* _WORK TO DO_:
(a) In the account of the first coding dojo, which book does the organizer say was a great help?
(b) Write the next part of the account of the first coding dojo, picking up right after its final sentence.

My First Coding Dojo as Organizer

Today I organized my first coding dojo at work with the help of a colleague. We both had almost no previous experience of this kind of event, I only had two as a participant (an event storming kata and a global day of code retreat). I «try to» practice TDD as much as possible but I am not a specialist either.

The outcome of this event has proven you do not need much to start your own.


The Coding Dojo Handbook by Emily Bache has been of great help, even if I only read 25% of it. For a first, we accepted to start with just an approximate idea of the perfect dojo and to improve for the next iterations.

To win some time I prepared a repository with a project setup and the minimal toolset to start coding: a bootstrap, a business class, a test class, a first green test, some fixtures, and of course a test framework. Participants only had to git clone and composer install to start … in an ideal world were you never leave the slightest detail aside.

Things to improve

Indeed, we lost some time getting everyone able to commit on the kata repository. I should have informed the participants about what they needed (an IDE, a wifi connection, a github account), got their Github logins and invite them on the project prior to the dojo.


Participants found the preparation ok and had no trouble getting in.

* _DATASET SECTION_:
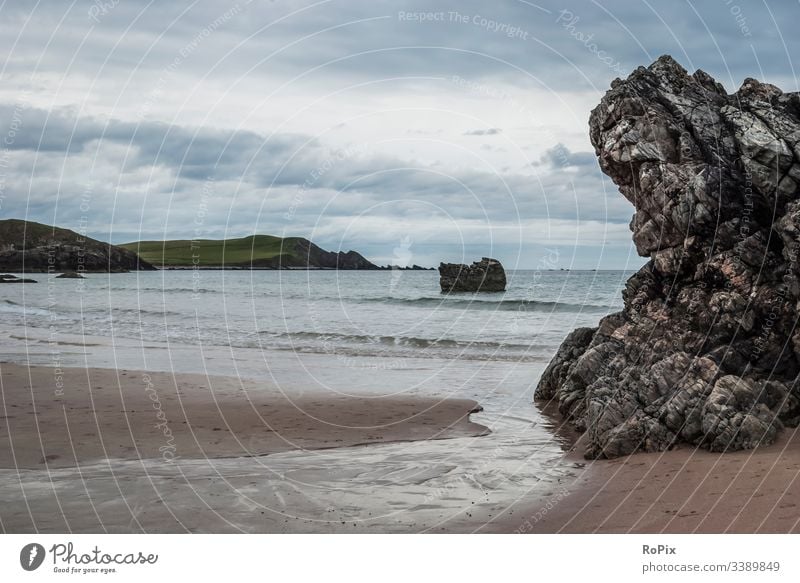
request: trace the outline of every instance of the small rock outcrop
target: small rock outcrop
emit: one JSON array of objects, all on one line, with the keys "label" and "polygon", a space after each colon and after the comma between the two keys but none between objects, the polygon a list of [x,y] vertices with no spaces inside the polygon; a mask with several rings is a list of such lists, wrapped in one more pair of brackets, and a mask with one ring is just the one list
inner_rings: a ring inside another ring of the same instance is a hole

* _TASK-BY-TASK RESULTS_:
(a) The Coding Dojo Handbook by Emily Bache.

(b)
Each of us came with his computer. The randori was divided in 5min iterations involving a pair of navigator and driver. The driver shared his screen in a Slack conference call. This worked quite well.

We all used the same IDE, but with our own habits. Personaly, when coding in TDD, I like to have a split screen, test on left, class tested on right. Other colleagues prefer the opposite, other the whole screen width for a file…

Things to improve

On Slack, reading was a bit difficult. Next time we will increase the font size a bit to improve readability on screen sharing.

About people different habits, we will do our best to define a more standardized approach to avoid confusion when the driver changes.


We faced no crippling limitations when it came to the tools.

Choice of the problem

The Roman Numerals problem appeared quick to grasp and difficult enough to solve for a first dojo. So the difficulty seemed well suited for a first.


Briefly, participants agreed they learnt :

  • to listen to each others, especially when being driver.

  • it is sometimes difficult to expose an idea or intention clearly, especially when being navigator.

  • what is egoless programming, especially when one of us made a U turn and adopted a completely different approach near the end. We all let him develop on his idea and found he was on the right path to a solution when we all were pushing in a dead end.

  • it is sometimes difficult not to anticipate when being driver and start typing before the navigator gave instructions.

  • IDE tips and tricks : during the first 10min, each of us had learnt at least one new tip.



On 5: 3,3,4,4,5. Average: 3.8. Overall this event has been welcomed both by developers and management, which is very encouraging.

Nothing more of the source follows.